# Task instructions
Reproduce word for word everything in the records from the line containing "Confirm that each instance of the catcher's helmet" down through the line containing "pixel 41 58", with both of those lines included.

# Records supplied
┄┄┄┄┄┄┄┄┄┄
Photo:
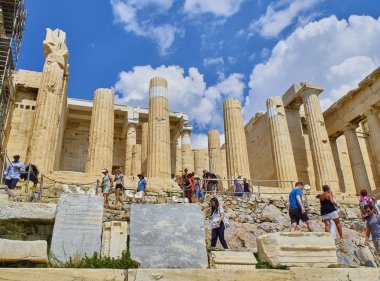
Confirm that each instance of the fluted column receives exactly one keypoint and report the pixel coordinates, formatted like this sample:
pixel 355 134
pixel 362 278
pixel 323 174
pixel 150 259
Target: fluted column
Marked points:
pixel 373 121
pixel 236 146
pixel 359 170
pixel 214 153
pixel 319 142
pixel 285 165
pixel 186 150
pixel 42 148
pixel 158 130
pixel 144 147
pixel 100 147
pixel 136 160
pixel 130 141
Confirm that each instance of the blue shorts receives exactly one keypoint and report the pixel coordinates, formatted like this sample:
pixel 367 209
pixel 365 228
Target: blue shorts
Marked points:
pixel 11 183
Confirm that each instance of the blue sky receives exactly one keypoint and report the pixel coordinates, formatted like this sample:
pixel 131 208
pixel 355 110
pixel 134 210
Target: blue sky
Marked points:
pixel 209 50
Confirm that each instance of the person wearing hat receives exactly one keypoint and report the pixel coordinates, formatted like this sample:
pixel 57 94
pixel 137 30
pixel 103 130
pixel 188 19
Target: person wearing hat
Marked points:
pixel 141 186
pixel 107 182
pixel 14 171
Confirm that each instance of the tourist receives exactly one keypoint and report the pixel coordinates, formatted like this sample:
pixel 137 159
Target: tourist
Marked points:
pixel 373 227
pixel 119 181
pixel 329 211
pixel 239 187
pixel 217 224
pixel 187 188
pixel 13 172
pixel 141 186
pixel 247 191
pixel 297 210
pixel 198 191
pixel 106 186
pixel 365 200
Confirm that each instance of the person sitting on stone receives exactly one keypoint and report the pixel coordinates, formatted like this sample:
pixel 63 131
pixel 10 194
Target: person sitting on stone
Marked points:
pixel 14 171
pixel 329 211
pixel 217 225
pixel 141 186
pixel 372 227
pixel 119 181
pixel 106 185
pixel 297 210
┄┄┄┄┄┄┄┄┄┄
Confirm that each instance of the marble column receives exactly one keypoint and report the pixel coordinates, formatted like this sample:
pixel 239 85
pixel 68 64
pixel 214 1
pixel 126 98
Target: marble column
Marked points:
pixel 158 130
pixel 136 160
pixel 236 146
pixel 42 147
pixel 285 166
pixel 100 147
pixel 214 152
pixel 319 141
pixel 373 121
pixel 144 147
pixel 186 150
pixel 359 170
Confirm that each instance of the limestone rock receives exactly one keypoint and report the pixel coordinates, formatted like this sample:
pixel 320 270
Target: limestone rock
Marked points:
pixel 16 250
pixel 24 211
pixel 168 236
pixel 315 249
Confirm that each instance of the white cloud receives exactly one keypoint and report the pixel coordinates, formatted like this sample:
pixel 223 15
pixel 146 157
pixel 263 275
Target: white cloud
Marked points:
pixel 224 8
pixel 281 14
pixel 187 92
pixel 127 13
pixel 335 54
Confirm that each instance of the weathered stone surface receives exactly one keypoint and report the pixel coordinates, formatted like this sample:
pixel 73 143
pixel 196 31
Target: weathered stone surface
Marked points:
┄┄┄┄┄┄┄┄┄┄
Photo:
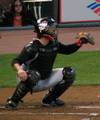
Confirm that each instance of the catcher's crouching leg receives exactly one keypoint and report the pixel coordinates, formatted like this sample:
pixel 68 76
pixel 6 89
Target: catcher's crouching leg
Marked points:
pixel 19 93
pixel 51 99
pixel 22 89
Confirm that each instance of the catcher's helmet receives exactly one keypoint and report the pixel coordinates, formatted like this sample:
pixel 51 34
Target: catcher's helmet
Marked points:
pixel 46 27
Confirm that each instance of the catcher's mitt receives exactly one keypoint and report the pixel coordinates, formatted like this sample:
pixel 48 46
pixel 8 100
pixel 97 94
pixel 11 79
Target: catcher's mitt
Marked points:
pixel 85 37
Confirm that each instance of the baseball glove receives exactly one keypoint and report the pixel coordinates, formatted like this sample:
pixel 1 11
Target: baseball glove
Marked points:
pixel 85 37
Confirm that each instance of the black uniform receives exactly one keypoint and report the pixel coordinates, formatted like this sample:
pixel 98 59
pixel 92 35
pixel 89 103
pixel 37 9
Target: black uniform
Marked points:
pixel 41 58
┄┄┄┄┄┄┄┄┄┄
# Result below
Confirm that each instance of the catcher's helmet receives exactly one keypoint and report the pixel coordinates, formatted like this sample:
pixel 51 34
Target: catcher's helmet
Marked points:
pixel 46 27
Confirm that each instance of the catcher's mitt receives exactly one keypoint and report the pixel coordinates, formatted like this sample:
pixel 48 46
pixel 8 100
pixel 97 94
pixel 11 79
Target: catcher's mitt
Marked points:
pixel 85 37
Confirm that each instance of the baseball glove receives exactly one keypoint and report the pixel coordinates, formatted like this sample:
pixel 1 11
Target: baseball glove
Marked points:
pixel 85 37
Confirm that each instance of the black uniform receives exactly one keypoint and report the pixel coordinates, formatted like this sample:
pixel 98 59
pixel 92 35
pixel 89 103
pixel 37 9
Target: black uniform
Marked points:
pixel 41 58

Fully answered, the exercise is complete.